DOCUMENT SEGMENT.
MSVD dataset [14] consists of 1,970 short YouTube clips, each with approximately 40 English captions, totaling 70,028 annotations from Amazon Mechanical Turk workers. Videos range from 10 to 25 seconds. We split the dataset into three subsets: 1,200 videos for training, 100 for validation, and 670 for testing.
VATEX [40] contains 34,991 videos with 10 English annotations. The standard split includes 25,910 training videos, 3000 validation videos, and 6000 test videos.
IV-B Metrics
To quantitatively evaluate DiffVC, we use four established metrics: BLEU (B) [28], METEOR (M) [2], ROUGE-L (R) [24], and CIDEr (C) [36]. These metrics assess the quality of generated captions by comparing them to the ground-truth sentences, with higher scores indicating better sentence generation. CIDEr is particularly valued in captioning tasks for its alignment with human judgment, while BLEU@4 (B@4) focuses on gram similarity, indicative of caption fluency. We use the standard evaluation software from MS COCO [25] server, with a particular emphasis on B@4 and CIDEr due to their relevance in assessing fluency and specificity, respectively.
IV-C Implementation Details
For video feature extraction, we follow [29] to extract spatial and temporal features to encode video information. Specifically, we use ImageNet [9] pre-trained ResNet-101 [16] to extract 2D scene features for each frame. We also utilize Kinetics [19]) pre-trained ResNeXt-101 with 3D convolutions [15]. For sequence length, we set it to 30 for MSR-VTT and 20 for MSVD. Optimization is performed using the Adam [20] for 80 epochs, with the initial learning rate of 1e-4. All experiments are conducted on 8 NVIDIA V100 GPUs.
IV-D Comparisons with State-of-the-Art Methods
Quantitative Comparisons. Table I summarizes the performance of our DiffVC on the MSR-VTT, MSVD, and VATEX. We include two groups of baselines (autoregressive and non-autoregressive). Compared with autoregressive methods, DiffVC can surpass the SOTA autoregressive methods on MSR-VTT, and achieve competitive results compared with RSFD on MSVD. Compared with non-autoregressive counterparts, DiffVC achieves best performance on all metrics on MSR-VTT and VATEX. For the MSVD, it achieves the best METEOR and CIDEr. Although DiffVC lags behind KG-VCN in MSVD, we compared their performance in generation speed and long sentence generation quality, as shown in Figures 2 and 3. Experimental results show that, given a fixed sentence length, DiffVC generates faster than KG-VCN, especially for long sentences, its speed advantage is significant. Furthermore, DiffVC achieves higher generation quality than KG-VCN when generating long sentences.
Qualitative Comparisons. Figure 5 shows the qualitative results for three samples from the MSR-VTT dataset, each described by two non-autoregressive methods (DiffVC and NACF [44]) and the ground-truth captions. The content marked in red is the generated incorrect content, and the content marked in green is the generated correct content that matches the ground truth captions. The first case demonstrates DiffVC’s advantage in description completeness, as it can capture low-frequency objects ‘sunset’ in the video. The second and third cases demonstrate DiffVC’s advantage in content understanding, as it can accurately distinguish between ‘girl’ and ‘woman’ while providing a more precise understanding of the scene content.

RECORDED INFORMATION.
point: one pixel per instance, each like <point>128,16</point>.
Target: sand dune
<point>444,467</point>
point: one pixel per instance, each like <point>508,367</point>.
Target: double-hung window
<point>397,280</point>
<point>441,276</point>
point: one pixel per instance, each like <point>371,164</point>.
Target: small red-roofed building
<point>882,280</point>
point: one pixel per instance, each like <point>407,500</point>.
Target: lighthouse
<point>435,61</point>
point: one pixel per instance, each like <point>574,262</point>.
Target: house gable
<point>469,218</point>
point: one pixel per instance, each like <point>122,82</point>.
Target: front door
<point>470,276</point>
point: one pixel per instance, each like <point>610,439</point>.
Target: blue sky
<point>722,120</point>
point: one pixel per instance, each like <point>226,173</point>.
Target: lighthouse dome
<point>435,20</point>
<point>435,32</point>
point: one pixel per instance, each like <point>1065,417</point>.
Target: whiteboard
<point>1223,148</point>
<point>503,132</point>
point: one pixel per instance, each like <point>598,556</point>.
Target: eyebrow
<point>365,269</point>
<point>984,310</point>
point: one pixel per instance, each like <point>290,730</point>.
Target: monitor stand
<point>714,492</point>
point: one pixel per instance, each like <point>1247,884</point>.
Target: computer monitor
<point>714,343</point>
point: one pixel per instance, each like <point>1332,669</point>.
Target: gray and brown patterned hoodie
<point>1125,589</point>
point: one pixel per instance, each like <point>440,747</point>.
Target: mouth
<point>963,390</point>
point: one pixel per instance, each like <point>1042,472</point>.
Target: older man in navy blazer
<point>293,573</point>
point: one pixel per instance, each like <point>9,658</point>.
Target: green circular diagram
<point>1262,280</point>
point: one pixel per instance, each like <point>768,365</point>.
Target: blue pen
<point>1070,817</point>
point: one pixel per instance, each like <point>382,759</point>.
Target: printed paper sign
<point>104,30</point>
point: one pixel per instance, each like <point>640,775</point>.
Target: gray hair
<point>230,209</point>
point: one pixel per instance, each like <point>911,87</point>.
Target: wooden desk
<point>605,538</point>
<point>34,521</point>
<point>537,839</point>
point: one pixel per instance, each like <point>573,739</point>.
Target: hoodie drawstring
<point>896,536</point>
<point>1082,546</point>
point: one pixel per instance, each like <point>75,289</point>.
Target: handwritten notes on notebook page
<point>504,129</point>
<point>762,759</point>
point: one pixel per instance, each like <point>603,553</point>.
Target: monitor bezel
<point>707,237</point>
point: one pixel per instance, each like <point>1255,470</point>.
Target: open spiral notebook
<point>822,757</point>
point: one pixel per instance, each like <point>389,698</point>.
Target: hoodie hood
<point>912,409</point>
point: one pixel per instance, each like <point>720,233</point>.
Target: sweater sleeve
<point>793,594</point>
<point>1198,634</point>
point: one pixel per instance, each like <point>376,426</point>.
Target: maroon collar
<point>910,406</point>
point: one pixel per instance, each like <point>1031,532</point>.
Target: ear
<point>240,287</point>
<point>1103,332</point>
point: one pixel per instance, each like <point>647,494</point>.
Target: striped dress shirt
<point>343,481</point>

LIST OF TASKS.
a: List the four metrics that the video captioning excerpt uses to evaluate DiffVC, along with the abbreviation it gives for each.
b: Quote the passage of the video captioning excerpt starting at "VATEX [40] contains" and ending at "and specificity, respectively.".
The material is not needed for this work.

RESULTS OF THE TASKS.
a: BLEU (B), METEOR (M), ROUGE-L (R), CIDEr (C)

b:
VATEX [40] contains 34,991 videos with 10 English annotations. The standard split includes 25,910 training videos, 3000 validation videos, and 6000 test videos.
IV-B Metrics
To quantitatively evaluate DiffVC, we use four established metrics: BLEU (B) [28], METEOR (M) [2], ROUGE-L (R) [24], and CIDEr (C) [36]. These metrics assess the quality of generated captions by comparing them to the ground-truth sentences, with higher scores indicating better sentence generation. CIDEr is particularly valued in captioning tasks for its alignment with human judgment, while BLEU@4 (B@4) focuses on gram similarity, indicative of caption fluency. We use the standard evaluation software from MS COCO [25] server, with a particular emphasis on B@4 and CIDEr due to their relevance in assessing fluency and specificity, respectively.